Description of the task: What might come next in the article on queering safety in the classroom? Write a continuation that picks up after its final sentence.

Neither Bitch Nor Mother: Queering Safety in the Classroom

Authors

  • Catherine O. Fox

DOI:

https://doi.org/10.18740/S4V88D

Keywords:

Queer theory, Safety, Feminism, Reciprocity, Pedagogy

Abstract

Reciprocity between teachers and students has been central to transformative pedagogies since the early work of Paulo Freire. However, realizing students as knowledge-producers is much more difficult. This article argues that typically it is the critical educator who “troubles” students’ ideological assumptions, often with the aim of culturally reproducing ourselves through what Michael Warner describes as reprosexuality. This places teachers at the center of the power/knowledge nexus and can foreclose the possibility of a dialogic relation with students in which the power of knowledge-making is a shared endeavor. Using a case study of a graduate course focused on feminist rhetorics and pedagogies in which maternal nurturance and safety in the classroom were central issues, this article explores how Judith Butler’s politics of recognition and vulnerability can serve to build truly reciprocal student-teacher relations and a renewed vision of the role of safety in the classroom.

Given material:
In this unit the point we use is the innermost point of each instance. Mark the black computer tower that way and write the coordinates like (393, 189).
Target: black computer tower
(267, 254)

Final result:
Author Biography

Catherine O. Fox

Catherine O. Fox is an Associate Professor at St. Cloud State University in St. Cloud, Minnesota. She teaches in the undergraduate and graduate programs in Rhetoric and Writing and her work focuses on the intersections of rhetoric, feminism, and queer theory. Her work has appeared in the journals Feminist Studies, College English, Pedagogy, JAC: Journal of Rhetoric, Culture, and Politics, and Third-Space.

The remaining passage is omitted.